BEGIN DATASET EXCERPTS

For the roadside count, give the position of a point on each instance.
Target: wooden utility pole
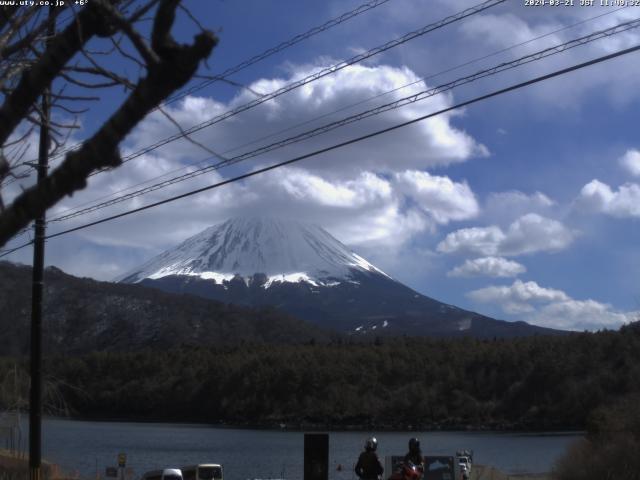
(35, 397)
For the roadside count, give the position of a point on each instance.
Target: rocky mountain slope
(303, 270)
(82, 315)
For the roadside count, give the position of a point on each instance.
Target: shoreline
(329, 427)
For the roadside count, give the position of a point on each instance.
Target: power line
(365, 114)
(495, 93)
(347, 107)
(313, 77)
(265, 54)
(316, 76)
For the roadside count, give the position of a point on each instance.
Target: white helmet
(371, 444)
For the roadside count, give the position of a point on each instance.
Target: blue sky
(524, 206)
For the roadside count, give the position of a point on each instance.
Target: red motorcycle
(408, 471)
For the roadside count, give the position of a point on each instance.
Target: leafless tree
(74, 62)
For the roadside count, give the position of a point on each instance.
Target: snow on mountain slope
(283, 250)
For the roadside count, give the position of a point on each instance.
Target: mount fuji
(303, 270)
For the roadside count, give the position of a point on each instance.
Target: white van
(203, 471)
(165, 474)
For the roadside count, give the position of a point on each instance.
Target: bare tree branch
(177, 64)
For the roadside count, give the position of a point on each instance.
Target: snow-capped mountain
(283, 251)
(303, 270)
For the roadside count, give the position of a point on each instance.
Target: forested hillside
(533, 383)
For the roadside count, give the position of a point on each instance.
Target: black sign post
(316, 456)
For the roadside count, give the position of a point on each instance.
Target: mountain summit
(303, 270)
(281, 250)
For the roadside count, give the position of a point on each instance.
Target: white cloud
(552, 308)
(505, 207)
(423, 145)
(532, 233)
(374, 193)
(599, 197)
(630, 161)
(443, 199)
(518, 297)
(581, 315)
(529, 234)
(476, 240)
(488, 266)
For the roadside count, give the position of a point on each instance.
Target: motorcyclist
(369, 466)
(414, 456)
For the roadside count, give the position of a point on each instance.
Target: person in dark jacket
(369, 466)
(414, 456)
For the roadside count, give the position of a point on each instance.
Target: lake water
(89, 447)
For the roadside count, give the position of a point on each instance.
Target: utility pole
(35, 396)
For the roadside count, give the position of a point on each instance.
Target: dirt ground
(482, 472)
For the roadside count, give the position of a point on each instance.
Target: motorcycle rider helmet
(371, 444)
(414, 445)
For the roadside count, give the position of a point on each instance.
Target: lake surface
(89, 447)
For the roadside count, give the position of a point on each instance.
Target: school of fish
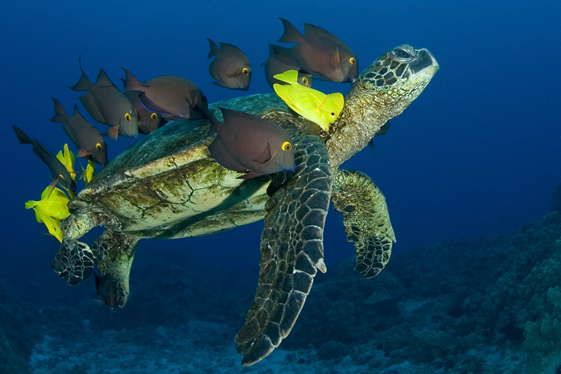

END DATASET EXCERPTS

Each line above should be returned exactly as written, apart from any pictures.

▶ [SOLUTION TO THE EXERCISE]
For the roadside count, give the position of a point on each instance.
Target: wooden utility pole
(35, 397)
For the roadside count, give the position of a point on each instance.
Target: rocky mountain slope
(303, 270)
(82, 315)
For the roadside count, give the position of a point on each instance.
Target: shoreline
(329, 427)
For the roadside count, give the position of a point on each instance.
Target: power line
(365, 114)
(495, 93)
(347, 107)
(313, 77)
(265, 54)
(316, 76)
For the roadside count, give the position of a point on each instance.
Target: white helmet
(371, 444)
For the roadside count, give the position of a point on each instance.
Target: blue sky
(524, 206)
For the roadside count, give the position of a point on each instance.
Target: red motorcycle
(408, 471)
For the roadside count, give the position of a point on each instance.
Target: leafless tree
(74, 62)
For the roadside count, give the position of a point on each instance.
Target: snow on mountain slope
(283, 250)
For the roadside count, give the position of a point on each instance.
Target: mount fuji
(303, 270)
For the roadside count, give the position of a point on each instance.
Target: white van
(203, 471)
(165, 474)
For the roadside count, give the position of a point on each instance.
Target: bare tree branch
(177, 64)
For the roadside count, give the position of a point on each instance.
Target: snow-capped mountain
(283, 251)
(303, 270)
For the roadside count, give the position of a point on each instance.
Target: forested hillside
(533, 383)
For the roadside count, give the position of a point on each instance.
Target: black sign post
(316, 456)
For the roadside count, give the position of a point on each instance.
Target: mountain summit
(303, 270)
(281, 250)
For the roadside count, give the position of a point on each instance.
Target: white cloud
(552, 308)
(505, 207)
(423, 145)
(532, 233)
(374, 193)
(599, 197)
(630, 161)
(443, 199)
(518, 297)
(581, 315)
(529, 234)
(476, 240)
(488, 266)
For the roadside count, give the position of a point on each instance.
Target: motorcyclist
(369, 466)
(414, 456)
For the roadside count, give the position of a point on each instance.
Target: person in dark jacket
(369, 466)
(414, 456)
For the roadside count, give the position of a point on each instance.
Target: lake water
(89, 447)
For the roadside count, give the position of a point on each instance.
Target: utility pole
(35, 396)
For the roadside count, give the position of a point on each instance.
Target: dirt ground
(482, 472)
For the roadside count, give the position of a point on each instance.
Target: motorcycle rider helmet
(371, 444)
(414, 445)
For the roadside count, give the position of a point on each instance.
Target: lake surface
(89, 447)
For the roadside count, give the position of a point on each instance.
Target: school of fish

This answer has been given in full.